━━━━━ Document section

Freedom of Religion or Discrimination?
Doctors Cite Religion When Refusing to Perform Medical Procedure on a Lesbian
August 3, 2007 -- When does the freedom to practice religion become discrimination?
The California Supreme Court is being asked to answer that question when it hears a legal dispute between a lesbian mom and two doctors who refused to artificially inseminate her for religious reasons.
The first-of-its-kind case is shaping up as one of the most controversial before the court in years. The court has not set a date to hear the case, but more than 40 groups already have filed briefs asking to be heard.
The court is being asked to decide how to accommodate a physician's religious views without violating California's anti-discrimination laws.
California is a major testing ground for this issue.
Longstanding dispute
What distinguishes the case of Guadalupe Benitez is that the physicians involved refused to provide a medical procedure to one patient that they readily provide to others, says Jill Morrison, legal counsel to the National Women's Law Center, an advocacy group that works to protect women's rights in the workplace, schools, sports, and health care. "Usually, providers who object to certain services object to them for everyone: 'I won't provide contraception.' In this case, they don't object to the service, just the patient. You can't pick and choose. You can't say, 'I will perform it for white people, but not for black people.' "

━━━━━━━━━━
━━━━━ Supplied data

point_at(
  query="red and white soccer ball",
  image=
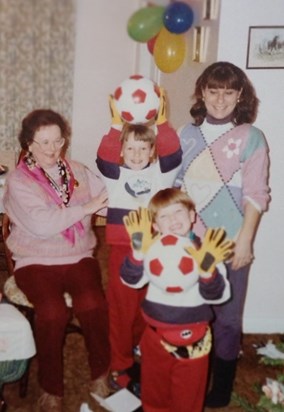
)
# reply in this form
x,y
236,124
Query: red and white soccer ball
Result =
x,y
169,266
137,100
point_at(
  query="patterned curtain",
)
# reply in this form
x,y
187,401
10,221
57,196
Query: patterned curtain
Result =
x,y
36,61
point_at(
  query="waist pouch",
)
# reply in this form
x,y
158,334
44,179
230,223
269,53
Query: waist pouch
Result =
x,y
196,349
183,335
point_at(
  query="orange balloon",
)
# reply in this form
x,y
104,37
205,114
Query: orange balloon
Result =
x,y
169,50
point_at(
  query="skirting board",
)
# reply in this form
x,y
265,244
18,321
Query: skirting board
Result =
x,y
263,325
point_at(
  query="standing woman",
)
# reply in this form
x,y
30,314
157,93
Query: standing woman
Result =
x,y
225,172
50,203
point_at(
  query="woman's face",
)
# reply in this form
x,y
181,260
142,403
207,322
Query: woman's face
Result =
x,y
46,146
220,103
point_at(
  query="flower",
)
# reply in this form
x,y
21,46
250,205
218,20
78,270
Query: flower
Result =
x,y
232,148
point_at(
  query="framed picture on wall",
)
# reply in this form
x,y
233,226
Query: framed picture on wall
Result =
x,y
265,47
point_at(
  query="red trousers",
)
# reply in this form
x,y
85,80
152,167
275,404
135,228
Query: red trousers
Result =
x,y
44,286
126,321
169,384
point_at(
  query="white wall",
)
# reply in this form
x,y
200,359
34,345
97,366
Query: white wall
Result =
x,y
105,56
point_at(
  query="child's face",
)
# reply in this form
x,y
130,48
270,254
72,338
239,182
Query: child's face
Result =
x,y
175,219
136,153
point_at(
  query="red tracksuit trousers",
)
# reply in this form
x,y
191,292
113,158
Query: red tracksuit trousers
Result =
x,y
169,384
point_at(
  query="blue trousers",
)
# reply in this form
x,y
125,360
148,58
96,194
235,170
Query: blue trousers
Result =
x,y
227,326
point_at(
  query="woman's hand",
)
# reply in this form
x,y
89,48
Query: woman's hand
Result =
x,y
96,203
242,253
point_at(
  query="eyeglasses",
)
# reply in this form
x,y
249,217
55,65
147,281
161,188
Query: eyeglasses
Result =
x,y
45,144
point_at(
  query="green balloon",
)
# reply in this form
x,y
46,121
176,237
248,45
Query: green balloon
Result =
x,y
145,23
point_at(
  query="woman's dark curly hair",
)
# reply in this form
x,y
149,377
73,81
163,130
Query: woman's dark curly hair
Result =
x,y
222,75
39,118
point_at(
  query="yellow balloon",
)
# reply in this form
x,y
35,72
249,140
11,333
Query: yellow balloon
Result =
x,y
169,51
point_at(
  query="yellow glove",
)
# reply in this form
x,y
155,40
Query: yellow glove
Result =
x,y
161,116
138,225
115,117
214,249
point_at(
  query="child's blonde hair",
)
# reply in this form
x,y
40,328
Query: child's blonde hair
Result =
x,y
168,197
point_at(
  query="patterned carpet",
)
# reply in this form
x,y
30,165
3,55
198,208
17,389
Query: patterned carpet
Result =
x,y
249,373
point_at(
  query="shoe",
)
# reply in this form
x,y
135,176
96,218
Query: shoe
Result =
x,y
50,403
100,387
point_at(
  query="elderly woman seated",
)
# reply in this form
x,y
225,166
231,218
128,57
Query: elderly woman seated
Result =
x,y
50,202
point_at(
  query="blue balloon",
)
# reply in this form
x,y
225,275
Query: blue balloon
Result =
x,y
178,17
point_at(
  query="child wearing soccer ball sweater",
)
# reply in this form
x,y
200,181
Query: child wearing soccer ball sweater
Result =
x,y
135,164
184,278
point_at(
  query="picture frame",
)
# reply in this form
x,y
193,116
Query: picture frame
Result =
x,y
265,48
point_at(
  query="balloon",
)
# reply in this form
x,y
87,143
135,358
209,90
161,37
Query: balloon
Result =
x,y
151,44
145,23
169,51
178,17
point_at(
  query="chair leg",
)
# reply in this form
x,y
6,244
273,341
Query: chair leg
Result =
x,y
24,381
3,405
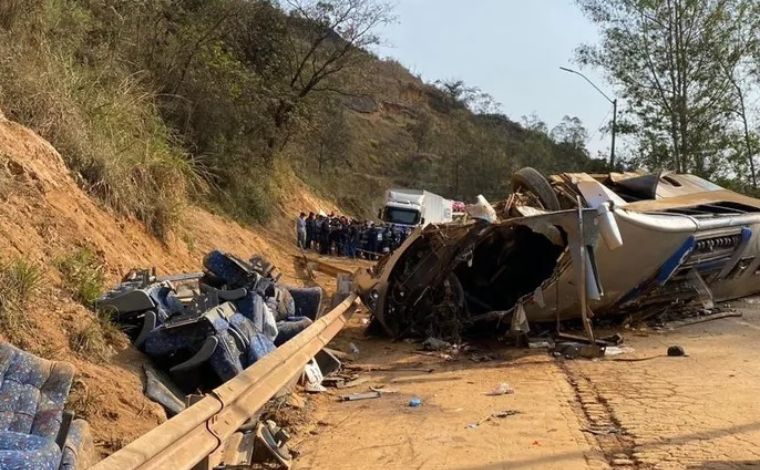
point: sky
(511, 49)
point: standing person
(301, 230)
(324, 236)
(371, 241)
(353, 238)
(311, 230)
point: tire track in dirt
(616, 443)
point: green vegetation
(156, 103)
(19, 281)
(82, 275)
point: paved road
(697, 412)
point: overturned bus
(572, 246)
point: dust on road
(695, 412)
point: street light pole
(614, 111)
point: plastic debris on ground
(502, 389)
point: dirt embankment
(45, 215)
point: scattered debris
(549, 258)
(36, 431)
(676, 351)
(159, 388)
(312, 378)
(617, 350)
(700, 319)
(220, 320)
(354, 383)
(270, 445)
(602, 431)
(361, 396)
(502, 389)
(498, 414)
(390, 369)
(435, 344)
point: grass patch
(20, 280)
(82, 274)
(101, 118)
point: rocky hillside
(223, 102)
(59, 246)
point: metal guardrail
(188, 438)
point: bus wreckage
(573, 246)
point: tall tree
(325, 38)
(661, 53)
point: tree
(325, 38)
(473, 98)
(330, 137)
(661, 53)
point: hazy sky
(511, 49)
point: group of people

━━━━━━━━━━

#### [Assigned task 1]
According to the article on the doctors who refused to inseminate a lesbian patient, how many groups had already filed briefs asking to be heard?
#### [Assigned task 2]
Resume the article on the California Supreme Court insemination case after its final paragraph.

#### [Task response 1]
More than 40 groups.

#### [Task response 2]
Kenneth Pedroza, the doctors' attorney, counters that an "all-or-nothing" rule will drive physicians out of certain specialties.
The dispute arose in 2000 after San Diego-area doctors Christine Brody and Douglas Fenton refused to artificially inseminate Benitez, a lesbian who lives with her partner, Joanne Clark, in Oceanside, north of San Diego.
By that time, Benitez had been a patient at the clinic for 11 months and been taking fertility drugs prescribed by Brody. The clinic was the only facility covered by Benitez' health insurance plan.
"I was very distraught," Benitez says. "I was very confused. I couldn't even bear to think that possibly I was never going to be able to have children."
In 2001, Benitez sued the doctors, claiming that they violated California's anti-discrimination laws that protect gays and lesbians.
Court wrangling over pretrial issues consumed three years. In 2005, an appeals court ruled that the doctors have the right to wage their religious freedom defense at the trial. Benitez appealed that issue, and the state Supreme Court last year agreed to hear the case.
After the Supreme Court rules on that narrow issue, the case will go to trial.
Some facts in the case are still in dispute. The doctors say in court papers that they refused to treat Benitez because she is unmarried, not because she is gay. Benitez, now 35, contends that the physicians originally told her the issue was her sexual orientation, then changed their reason.
Other Californians also say doctors citing an objection to single parenthood have refused them certain treatments.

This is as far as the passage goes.